— SELECTION —
—————

In a Hurry to Get Things Down

Despite indicators across other parts of the economy that are cooling, including housing, consumer sentiment, and manufacturing activity (to name a few), the labor market continues to churn out signals of strength. But in this environment, that may not be a good thing considering the Federal Reserve’s dual mandate of achieving two things: maximum employment and stable prices.

With labor market data signaling that the first part of their mandate is in good shape, with a decent amount of room to cool before it becomes worrisome, the stronger the jobs market, the higher the expectation for Fed tightening. Right now, the Fed is in a hurry to cool prices, so in this case, good news for the labor market is bad news for rate hikes.

But, the labor market is one of the last shoes to drop in a period of economic weakness, and it begs the question: how long is the lag and what does the data suggest in terms of when we might expect the labor market to slow down (and in turn, the Fed to slow down)?

Take This Job and Love It

In order to answer that question, we need to identify a leading indicator of weakness in labor, which we’ve uncovered through a survey conducted by the Conference Board. The consumer confidence survey includes questions about the labor market and gauges whether consumers feel that jobs are plentiful, not so plentiful, or hard to get. When looking at how consumers are feeling about how plentiful jobs are, the data series has a curiously strong foreshadowing relationship with recessions. None of this is an exact science, but what we found was that the peak in “plentiful” has led the peak in employment by an average of nine months.


With the apparent peak in how consumers felt about jobs being plentiful appearing to have happened in March of this year, history would suggest that a peak in employment could occur late 2022 or early 2023. In other words, if this relationship holds, we’ll keep adding jobs for another few months, but then can expect the chance of job losses to increase after that.

This all happens in a sequence, however. I would expect the first indication of cooling to show up in the job openings data. We expected to see a slow down in July’s data, but instead things heated up. Needless to say, the sequence hasn’t started yet.

—————

— EXERCISE TASK 1 —
In the labor market passage, by how many months on average has the peak in "plentiful" led the peak in employment?
— EXERCISE TASK 2 —
Output the stretch of the labor market passage from "Despite indicators across" through "for rate hikes.", copied word for word.

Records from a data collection
—————

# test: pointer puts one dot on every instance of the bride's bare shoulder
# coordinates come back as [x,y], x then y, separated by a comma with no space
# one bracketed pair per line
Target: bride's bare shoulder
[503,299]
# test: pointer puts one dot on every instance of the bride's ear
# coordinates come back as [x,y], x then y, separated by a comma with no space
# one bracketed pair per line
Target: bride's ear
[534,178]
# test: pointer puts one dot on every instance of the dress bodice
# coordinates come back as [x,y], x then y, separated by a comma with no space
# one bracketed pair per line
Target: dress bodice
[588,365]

—————

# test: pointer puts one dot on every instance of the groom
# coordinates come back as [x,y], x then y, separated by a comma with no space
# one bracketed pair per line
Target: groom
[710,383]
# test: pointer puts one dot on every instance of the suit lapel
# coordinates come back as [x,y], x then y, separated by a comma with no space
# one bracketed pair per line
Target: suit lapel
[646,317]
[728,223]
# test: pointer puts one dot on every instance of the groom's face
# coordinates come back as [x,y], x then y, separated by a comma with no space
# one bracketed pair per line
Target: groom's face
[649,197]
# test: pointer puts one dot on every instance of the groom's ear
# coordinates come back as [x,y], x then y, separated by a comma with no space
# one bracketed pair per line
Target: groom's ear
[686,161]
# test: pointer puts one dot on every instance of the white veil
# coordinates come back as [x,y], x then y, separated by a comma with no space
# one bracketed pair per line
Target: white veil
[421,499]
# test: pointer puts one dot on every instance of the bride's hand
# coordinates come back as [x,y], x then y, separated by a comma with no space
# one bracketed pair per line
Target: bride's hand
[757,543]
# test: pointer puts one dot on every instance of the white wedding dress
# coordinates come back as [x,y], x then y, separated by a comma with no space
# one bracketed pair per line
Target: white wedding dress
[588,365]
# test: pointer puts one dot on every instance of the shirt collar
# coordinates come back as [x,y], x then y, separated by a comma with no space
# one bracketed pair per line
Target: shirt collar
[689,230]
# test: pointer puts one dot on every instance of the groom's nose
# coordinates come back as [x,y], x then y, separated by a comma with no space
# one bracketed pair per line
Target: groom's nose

—————

— WORKED SOLUTION 1 —
By an average of nine months.

— WORKED SOLUTION 2 —
Despite indicators across other parts of the economy that are cooling, including housing, consumer sentiment, and manufacturing activity (to name a few), the labor market continues to churn out signals of strength. But in this environment, that may not be a good thing considering the Federal Reserve’s dual mandate of achieving two things: maximum employment and stable prices.

With labor market data signaling that the first part of their mandate is in good shape, with a decent amount of room to cool before it becomes worrisome, the stronger the jobs market, the higher the expectation for Fed tightening. Right now, the Fed is in a hurry to cool prices, so in this case, good news for the labor market is bad news for rate hikes.